Data for the task:
******************************

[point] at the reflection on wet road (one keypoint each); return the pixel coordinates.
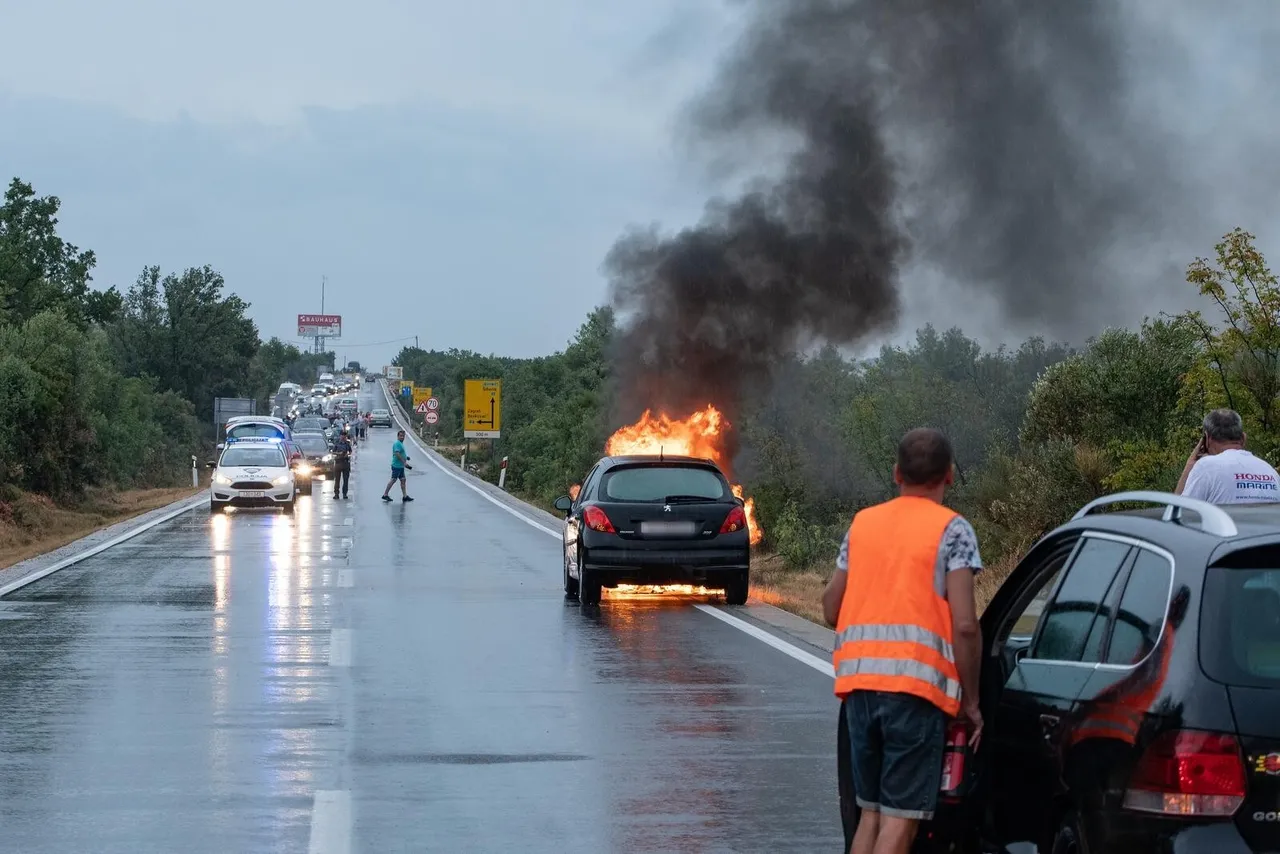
(392, 677)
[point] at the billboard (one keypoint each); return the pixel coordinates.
(328, 325)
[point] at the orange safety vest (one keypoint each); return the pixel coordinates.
(894, 631)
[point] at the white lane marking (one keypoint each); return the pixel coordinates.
(101, 547)
(741, 625)
(330, 822)
(339, 648)
(819, 665)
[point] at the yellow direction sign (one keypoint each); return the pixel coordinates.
(481, 407)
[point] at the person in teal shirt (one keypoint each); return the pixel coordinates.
(400, 462)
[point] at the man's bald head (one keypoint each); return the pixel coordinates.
(924, 457)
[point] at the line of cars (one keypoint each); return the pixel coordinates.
(265, 461)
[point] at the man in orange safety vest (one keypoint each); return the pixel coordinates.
(908, 643)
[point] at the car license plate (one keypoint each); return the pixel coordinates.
(667, 529)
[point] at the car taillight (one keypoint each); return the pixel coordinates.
(735, 521)
(1188, 773)
(595, 519)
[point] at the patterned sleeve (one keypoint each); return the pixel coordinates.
(960, 546)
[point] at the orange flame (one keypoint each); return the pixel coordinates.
(702, 434)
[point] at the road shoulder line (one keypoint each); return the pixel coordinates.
(35, 569)
(786, 633)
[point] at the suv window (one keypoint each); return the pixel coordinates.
(1068, 625)
(657, 483)
(1240, 620)
(1142, 610)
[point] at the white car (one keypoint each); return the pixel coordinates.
(252, 473)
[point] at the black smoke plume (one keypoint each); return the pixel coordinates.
(993, 141)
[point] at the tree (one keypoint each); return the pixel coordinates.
(183, 332)
(39, 270)
(1239, 360)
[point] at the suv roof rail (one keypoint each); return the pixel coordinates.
(1214, 519)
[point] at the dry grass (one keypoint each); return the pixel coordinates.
(795, 590)
(800, 590)
(32, 525)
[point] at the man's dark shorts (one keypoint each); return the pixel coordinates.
(896, 743)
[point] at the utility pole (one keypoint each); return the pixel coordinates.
(324, 279)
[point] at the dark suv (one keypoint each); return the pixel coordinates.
(654, 520)
(1130, 689)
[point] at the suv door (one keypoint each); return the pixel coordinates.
(1050, 653)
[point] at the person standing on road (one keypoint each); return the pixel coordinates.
(341, 465)
(400, 462)
(908, 643)
(1221, 471)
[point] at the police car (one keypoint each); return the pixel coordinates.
(252, 471)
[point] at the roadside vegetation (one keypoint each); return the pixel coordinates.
(1040, 428)
(109, 392)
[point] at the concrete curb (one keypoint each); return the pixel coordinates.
(100, 540)
(766, 616)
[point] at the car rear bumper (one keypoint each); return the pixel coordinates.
(666, 566)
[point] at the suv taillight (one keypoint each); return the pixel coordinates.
(595, 519)
(735, 521)
(1187, 772)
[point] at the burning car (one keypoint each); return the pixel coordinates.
(656, 520)
(659, 510)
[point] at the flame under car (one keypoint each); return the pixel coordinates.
(656, 520)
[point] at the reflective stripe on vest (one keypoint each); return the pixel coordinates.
(894, 631)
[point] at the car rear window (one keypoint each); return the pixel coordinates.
(1240, 624)
(658, 483)
(245, 430)
(311, 442)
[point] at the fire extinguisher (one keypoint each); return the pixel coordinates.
(954, 757)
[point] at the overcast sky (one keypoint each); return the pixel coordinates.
(458, 170)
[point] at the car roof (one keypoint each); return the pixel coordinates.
(631, 459)
(1182, 523)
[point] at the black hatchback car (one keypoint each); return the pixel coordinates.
(1130, 690)
(654, 520)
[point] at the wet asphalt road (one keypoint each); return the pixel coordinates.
(392, 677)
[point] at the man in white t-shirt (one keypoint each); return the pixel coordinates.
(1221, 471)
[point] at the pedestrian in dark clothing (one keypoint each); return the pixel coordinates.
(341, 465)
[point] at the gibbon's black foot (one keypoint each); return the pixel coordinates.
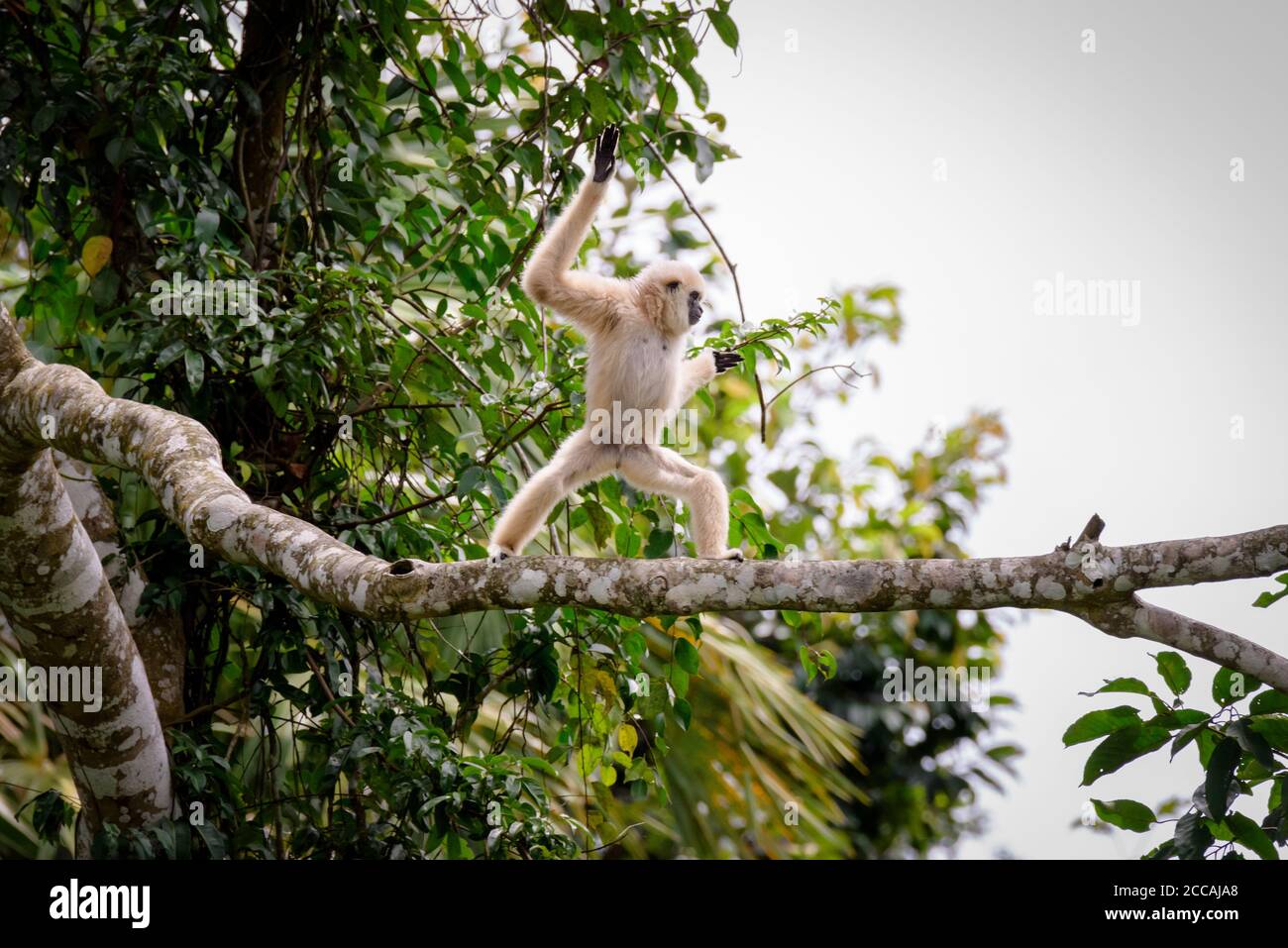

******************************

Return nothing except the lines from the one containing "[point] at the black hatchback" through the final line of the data, copied exactly. Leave out all pictures.

Response to this exercise:
[point] at the black hatchback car (one keypoint each); return the pixel coordinates.
(1130, 690)
(654, 520)
[point] at the wet asphalt road (one keypoint each); return the pixel coordinates.
(392, 677)
[point] at the man in white t-shirt (one keypoint each); return the pixel coordinates.
(1221, 471)
[point] at the pedestrian in dark clothing (one keypoint each); return the pixel coordinates.
(341, 465)
[point] at the gibbon's black foot (one keypoint each); return the pixel coordinates.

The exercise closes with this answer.